• _Exercise details_
Condense the paragraph in the tax treaty text that begins "Notwithstanding the provisions of paragraphs 1 and 2 of this Article" into a short bulleted list that keeps its main facts.

• _Text_
2. The term “professional services” includes especially independent scientific, literary, artistic, educational or teaching activities as well as the independent activities of physicians, lawyers, engineers, architects, dentists and accountants.

Article 15

Dependent Personal Services

1. Subject to the provisions of Articles 16, 18 and 19, salaries, wages and other similar remuneration derived by a resident of a Contracting State in respect of an employment shall be taxable only in that State unless the employment is exercised in the other Contracting State. If the employment is so exercised, such remuneration as is derived therefrom may be taxed in that other State.

2. Notwithstanding the provisions of paragraph 1, remuneration derived by a resident of a Contracting State in respect of an employment exercised in the other Contracting State shall be taxable only in the first-mentioned State if:

(a) the recipient is present in the other State for a period or periods not exceeding in the aggregate 183 days in the calendar year concerned; and

(b) the remuneration is paid by, or on behalf of, an employer who is not a resident of the other State; and

(c) the remuneration is not borne by a permanent establishment or a fixed base which the employer has in the other State.

3. Notwithstanding the preceding provisions of this Article, remuneration derived in respect of an employment exercised aboard a ship or aircraft operated in international traffic by an enterprise of a Contracting State shall be taxable only in that State. However, if the remuneration is derived by a resident of the other Contracting State, it may also be taxed in that other State.

Article 16

Directors’ Fees

Directors fees and other similar payments derived by a resident of a Contracting State in his capacity as a member of the board of directors of a company which is a resident of the other Contracting State may be taxed in that other State.

Article 17

Artistes and Sportsmen

1. Notwithstanding the provisions of Articles 14 and 15, income derived by a resident of a Contracting State as an entertainer, such as a theatre, motion picture, radio or television artiste, or a musician, or as a sportsman, from his personal activities as such exercised in the other Contracting State may be taxed in that other State.

2. Where income in respect of personal activities exercised by an entertainer or a sportsman in his capacity as such accrues not to the entertainer or sportsman himself but to another person, that income may, notwithstanding the provisions of Articles 7, 14 and 15, be taxed in the Contracting State in which the activities of the entertainer or sportsman are exercised.

3. Notwithstanding the provisions of paragraphs 1 and 2 of this Article, income derived from activities as defined in paragraph 1 performed in a Contracting State by entertainers or sportsmen shall be exempt from tax in the Contracting State in which those activities are exercised if the visit to that Contracting State is wholly or substantially supported by public funds of the Government, a local authority or a statutory body of the other Contracting State.

Article 18

Pensions and Annuities

1. Subject to the provisions of paragraph 2 of Article 19, pensions and other similar remuneration paid to a resident of a Contracting State in consideration of past employment and any annuity paid to such a resident in consideration of past employment shall be taxable only in that State.

• _Extracted data_
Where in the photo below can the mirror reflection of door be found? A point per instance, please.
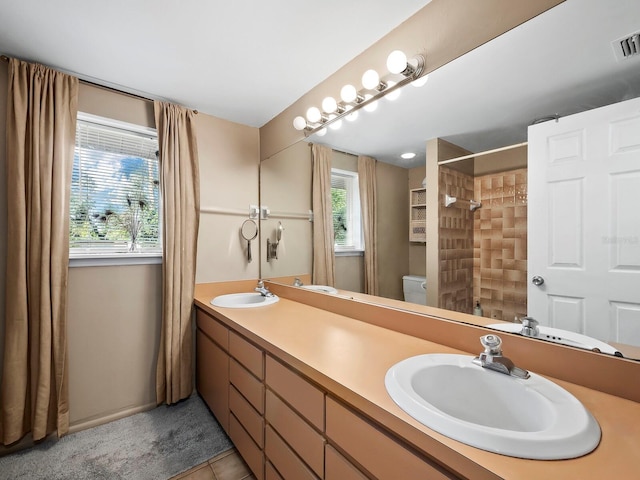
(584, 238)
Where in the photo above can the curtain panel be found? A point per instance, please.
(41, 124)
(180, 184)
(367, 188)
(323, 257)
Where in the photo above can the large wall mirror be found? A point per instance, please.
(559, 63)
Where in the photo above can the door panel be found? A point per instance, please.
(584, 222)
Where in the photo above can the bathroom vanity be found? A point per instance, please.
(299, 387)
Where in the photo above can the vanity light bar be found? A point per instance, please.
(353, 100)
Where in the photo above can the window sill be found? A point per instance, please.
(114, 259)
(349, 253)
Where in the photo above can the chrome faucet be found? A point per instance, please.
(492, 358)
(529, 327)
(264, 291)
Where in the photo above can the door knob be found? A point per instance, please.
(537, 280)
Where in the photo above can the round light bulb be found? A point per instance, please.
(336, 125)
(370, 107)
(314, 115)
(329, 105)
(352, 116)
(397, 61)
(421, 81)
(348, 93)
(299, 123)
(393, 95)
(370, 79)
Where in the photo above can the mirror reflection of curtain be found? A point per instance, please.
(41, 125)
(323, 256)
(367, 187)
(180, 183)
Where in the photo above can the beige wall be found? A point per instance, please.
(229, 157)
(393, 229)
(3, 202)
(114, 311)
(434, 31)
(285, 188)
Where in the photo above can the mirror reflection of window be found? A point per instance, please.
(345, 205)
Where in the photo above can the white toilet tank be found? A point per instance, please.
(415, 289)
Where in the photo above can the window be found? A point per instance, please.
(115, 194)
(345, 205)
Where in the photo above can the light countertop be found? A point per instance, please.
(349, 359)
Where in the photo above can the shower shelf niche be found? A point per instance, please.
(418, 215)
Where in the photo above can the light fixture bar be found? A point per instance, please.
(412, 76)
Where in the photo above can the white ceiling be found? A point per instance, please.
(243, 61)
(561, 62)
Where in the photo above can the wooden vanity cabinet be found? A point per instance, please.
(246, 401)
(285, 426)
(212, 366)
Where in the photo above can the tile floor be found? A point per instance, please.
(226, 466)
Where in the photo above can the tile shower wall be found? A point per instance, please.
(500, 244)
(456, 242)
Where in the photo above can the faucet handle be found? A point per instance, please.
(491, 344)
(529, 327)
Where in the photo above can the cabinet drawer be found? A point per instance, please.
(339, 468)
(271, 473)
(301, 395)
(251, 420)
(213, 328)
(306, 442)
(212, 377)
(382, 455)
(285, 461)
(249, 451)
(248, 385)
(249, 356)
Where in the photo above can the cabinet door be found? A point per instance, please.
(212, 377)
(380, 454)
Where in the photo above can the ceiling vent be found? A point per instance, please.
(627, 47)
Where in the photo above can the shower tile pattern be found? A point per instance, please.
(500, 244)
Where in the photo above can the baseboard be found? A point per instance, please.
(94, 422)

• _Output for this task_
- Overrides paragraphs 1 and 2 of the same Article.
- Covers income that entertainers or sportsmen derive from the activities defined in paragraph 1 when those activities are performed in a Contracting State.
- Such income is exempt from tax in the Contracting State where the activities are exercised.
- Condition: the visit to that State is wholly or substantially supported by public funds of the Government, a local authority or a statutory body of the other Contracting State.